**PROBLEM DESCRIPTION**
For this task, copy all of the data below exactly and skip the pictures.
Segment Start: EXTRACTED DATA
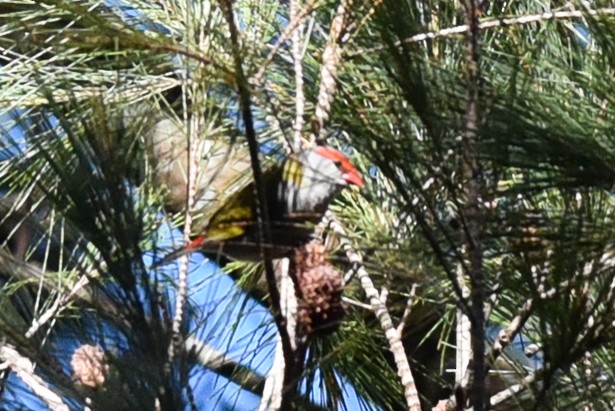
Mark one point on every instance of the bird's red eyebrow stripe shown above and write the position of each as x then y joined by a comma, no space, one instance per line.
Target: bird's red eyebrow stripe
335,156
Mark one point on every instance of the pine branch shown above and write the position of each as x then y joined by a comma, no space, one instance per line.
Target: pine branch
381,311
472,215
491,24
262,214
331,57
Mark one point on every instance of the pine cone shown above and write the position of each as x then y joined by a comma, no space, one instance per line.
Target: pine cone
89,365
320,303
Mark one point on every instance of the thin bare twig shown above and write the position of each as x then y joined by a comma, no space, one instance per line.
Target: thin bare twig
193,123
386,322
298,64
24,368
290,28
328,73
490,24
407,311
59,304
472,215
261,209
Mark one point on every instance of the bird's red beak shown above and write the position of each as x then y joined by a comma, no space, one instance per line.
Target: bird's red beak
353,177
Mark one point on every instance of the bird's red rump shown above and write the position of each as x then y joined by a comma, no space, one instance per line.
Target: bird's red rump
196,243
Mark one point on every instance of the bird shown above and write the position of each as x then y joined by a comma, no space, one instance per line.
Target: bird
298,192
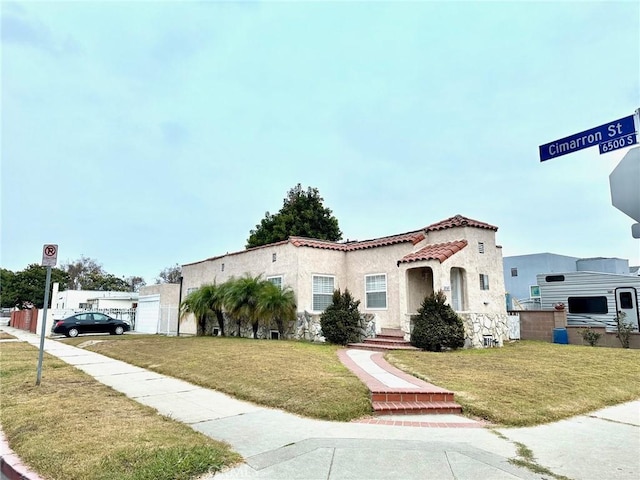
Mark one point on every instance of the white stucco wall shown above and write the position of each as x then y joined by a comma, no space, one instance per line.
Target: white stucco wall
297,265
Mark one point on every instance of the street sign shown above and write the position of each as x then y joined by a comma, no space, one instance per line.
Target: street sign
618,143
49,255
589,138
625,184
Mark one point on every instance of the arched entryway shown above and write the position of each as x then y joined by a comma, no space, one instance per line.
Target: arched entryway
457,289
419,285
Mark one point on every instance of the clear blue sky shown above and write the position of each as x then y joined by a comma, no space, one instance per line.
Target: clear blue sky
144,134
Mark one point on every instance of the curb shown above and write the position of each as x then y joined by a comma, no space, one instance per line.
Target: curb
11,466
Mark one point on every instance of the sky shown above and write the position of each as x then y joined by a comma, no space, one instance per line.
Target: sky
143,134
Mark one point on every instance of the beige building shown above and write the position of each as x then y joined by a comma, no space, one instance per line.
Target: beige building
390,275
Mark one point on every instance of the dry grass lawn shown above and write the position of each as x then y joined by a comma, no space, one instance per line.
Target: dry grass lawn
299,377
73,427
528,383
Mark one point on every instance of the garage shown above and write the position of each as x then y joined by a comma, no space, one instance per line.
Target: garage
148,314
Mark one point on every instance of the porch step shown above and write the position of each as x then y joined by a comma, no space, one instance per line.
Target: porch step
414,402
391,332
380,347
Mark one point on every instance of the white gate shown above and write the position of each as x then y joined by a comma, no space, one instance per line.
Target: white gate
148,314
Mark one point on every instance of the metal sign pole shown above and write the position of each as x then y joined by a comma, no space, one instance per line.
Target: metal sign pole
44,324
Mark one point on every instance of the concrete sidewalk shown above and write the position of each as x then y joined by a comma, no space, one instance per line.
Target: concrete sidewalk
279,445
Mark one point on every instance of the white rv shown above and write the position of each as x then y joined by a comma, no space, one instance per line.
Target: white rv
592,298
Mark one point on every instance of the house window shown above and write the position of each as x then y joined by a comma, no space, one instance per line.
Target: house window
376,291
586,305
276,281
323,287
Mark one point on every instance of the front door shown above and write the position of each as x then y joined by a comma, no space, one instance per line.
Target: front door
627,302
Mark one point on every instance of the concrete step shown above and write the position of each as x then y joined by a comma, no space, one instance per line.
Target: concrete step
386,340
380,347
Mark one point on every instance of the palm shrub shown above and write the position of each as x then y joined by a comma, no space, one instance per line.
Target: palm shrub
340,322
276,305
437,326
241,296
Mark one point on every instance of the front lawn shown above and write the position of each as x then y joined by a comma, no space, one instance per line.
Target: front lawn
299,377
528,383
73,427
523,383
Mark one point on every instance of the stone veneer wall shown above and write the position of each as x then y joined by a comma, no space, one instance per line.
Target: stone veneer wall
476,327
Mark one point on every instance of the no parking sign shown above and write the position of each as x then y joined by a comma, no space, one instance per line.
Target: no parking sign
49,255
Segment End: EXTRACTED DATA
**WRITTEN SOLUTION**
Mark one point on every instance of the bird's red eyebrow stripe shown above and write the position of each as x then y joined by a comma, no space, one instance per line.
Target: bird's red eyebrow stripe
335,156
Mark one point on every instance of the pine branch shown above and write the position of each as x then y joined by a comma, no space, one instance per line.
Target: pine branch
381,311
472,215
491,24
262,214
331,57
Mark one point on every instance of the pine cone shown above and write the position of each as x then y joined by a comma, no space, one instance per line.
Target: pine cone
89,365
320,303
Mark one point on every instance of the thin bare twig shown above and write the position of each as x then y joined by a comma, no space, one instance per line.
Target: thin bare twig
193,123
386,322
298,64
24,368
290,28
328,73
490,24
407,311
59,304
472,215
261,209
Mark one point on every instance of the bird's red beak shown above and write the position of each as x then y joined by a comma, no space, one instance per line.
Target: bird's red beak
353,177
Mark one point on every instance of the bird's red rump shown above and write the position of each as x then y joined by a comma, no space, one instance per line.
Target: bird's red rump
196,243
Mark one point on every instance of the bird shown above and write the position of each as x then y joined by a comma, no space, one instance per line.
Target: bird
298,192
Mark one point on every instance of the white stucco wall shown above and write the position of each as x then y joined by a comma, no space, one instance per line.
Target: white stucco wall
297,265
Mark one point on every instance of the street sign shown above and write the position of each as x then y joined by a comma, no space, one instance per line.
Target: street sign
618,143
49,255
589,138
625,184
Mark one point on every instance of the arched entryway shown above and write the position of each as x then y joined by a comma, no space, one instance per line.
Target: arched entryway
457,289
419,285
Mark one point on every instance of the clear blue sky shown above and write the position of each as x then y joined by a comma, no space, one instance per line.
Target: clear blue sky
144,134
Mark one point on every instance of the curb shown above and write the position of each as x then y joined by a comma, no space, one instance per line.
Target: curb
11,466
Mark one point on every instance of the sky shown above and write the position of each as x then y joined by a comma, no space, one instance per line.
Target: sky
143,134
Mark one point on every instance of the beige building shown above and write the position of each as x then y joined by a comma, no space, one instance per line.
Target: beige building
390,275
Mark one point on every instance of the dry grass lawn shown above and write the position of each as x then y joined by a comma, no space, one instance per line.
Target: dry grass lawn
299,377
73,427
528,383
Mark one point on every instance of the garage shown above and write the position of each as x then y joined by a comma, no space, one instance per line.
Target: garage
148,314
Mark one point on every instance of the porch step shown above and write the position of each as x then y joined by a comma, no space, one instance per line.
Target: porch step
414,402
391,332
380,347
Mark one point on every instance of the white gate shown above and write the position of each as x then y joined by a comma, no space, one instance per line.
Target: white gate
148,314
Mark one point on every instance of the metal sign pole shown above and write the position of each as x then y joined by a comma, no space, one instance per line.
Target: metal sign pole
44,324
Mark one point on every instance of the concrete sidewalk shown above and write the position of each as x then y joined by a comma, no space, one instance per line.
Target: concrete sidewalk
279,445
Mark one point on every instance of the white rv shown above and write the position of each as x then y joined by a comma, no space, one instance per line.
Target: white rv
592,298
Mark one point on every instance of the house window shown above and write the position of each as x then y joined by a comma, no space, one instance per line.
Target: house window
376,291
586,305
276,281
323,287
Mark one point on every instance of the front door shown above and write the position of each as x then y joined by a comma, no space, one instance per line.
Target: front door
627,302
Mark one point on every instance of the concrete step shown above and write the position of each as x then y joined by a comma, no space, one instance per line.
Target: concrete step
386,340
380,347
Mark one point on every instance of the palm shrub shown above and write the position of each as x then y joined by a comma, no space, one instance per line.
Target: palm shrub
340,322
276,305
437,326
241,296
Mark one point on every instance of the front lawn shown above and write the position of each as x then y joined by a comma, no space, one instance per line.
Target: front lawn
299,377
528,383
73,427
523,383
Mark one point on every instance of the stone veneer wall shown above and write the position of each as x then y joined by a comma, no space, one instance per line.
Target: stone veneer wall
476,327
Mark one point on every instance of the no parking sign shown above and write the position of each as x then y joined by a comma, no space, one instance per line.
Target: no parking sign
49,255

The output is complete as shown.